Brief 1:
Print the blog text from "S: I didn't" to "a cloudy day.", word for word.

Reading text:
++++

And then I thought of a movie we saw a few years ago: "Music and Lyrics." It's not my favorite movie, but I really, really liked one part. Check it out from minute 2:10 to 2:52.

A: Oh, no, of course not. Pop is just for morons. Forgot that.

S: I didn't mean anything by it.

A: Brain-dead, or taken too many drugs. You know what I'd say to you and Sloan Cates? You can take all the novels in the world and not one of them will make you feel as good as fast as:

I've got sunshine on a cloudy day.
When it's cold outside, I've got the month of May.

That is real poetry. Those are real poets. Smokey Robinson, Stevie Wonder, Bob Dylan, the Beatles.


So then I thought just because I don't agree with a literary body doesn't mean that what I like isn't as effective and powerful in its own way. I can list lots of books that are not "literary" that I learned so much from even if I got nothing out of Hemingway or Woolf.

And who decided who were the "great authors" anyway? Well, that's another discussion; one I have many strong feelings about. :)

Saturday, August 18, 2012


Having just read Dallin H. Oaks' talk from April 2012 General Conference of The Church of Jesus Christ of Latter-day Saints entitled "Sacrifice," I've been thinking a lot about, well, sacrifice over the last few days. Some people have been baffled at why we "Mormons" do what we do. I thought Elder Oaks summarized it nicely:

I believe that Latter-day Saints who give unselfish service and sacrifice in worshipful imitation of our Savior adhere to eternal values to a greater extent than any other group of people. Latter-day Saints look on their sacrifices of time and means as a part of their schooling and qualifying for eternity. This is a truth revealed in the Lectures on Faith, which teach that “a religion that does not require the sacrifice of all things never has power sufficient to produce the faith necessary unto life and salvation. … It [is] through this sacrifice, and this only, that God has ordained that men should enjoy eternal life.”

++++

Information supplied:
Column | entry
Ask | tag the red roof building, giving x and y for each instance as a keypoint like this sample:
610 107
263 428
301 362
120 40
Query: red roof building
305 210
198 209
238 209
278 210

++++

Brief 2:
Write out every line of the listing above again, requests included. Scale each point coordinate in its answers by 0.7 and round it to a whole number, with halves rounding up.

Exercise response 1:
S: I didn't mean anything by it.

A: Brain-dead, or taken too many drugs. You know what I'd say to you and Sloan Cates? You can take all the novels in the world and not one of them will make you feel as good as fast as:

I've got sunshine on a cloudy day.

Exercise response 2:
Column | entry
Ask | tag the red roof building, giving x and y for each instance as a keypoint like this sample:
610 107
263 428
301 362
120 40
Query: red roof building
214 147
139 146
167 146
195 147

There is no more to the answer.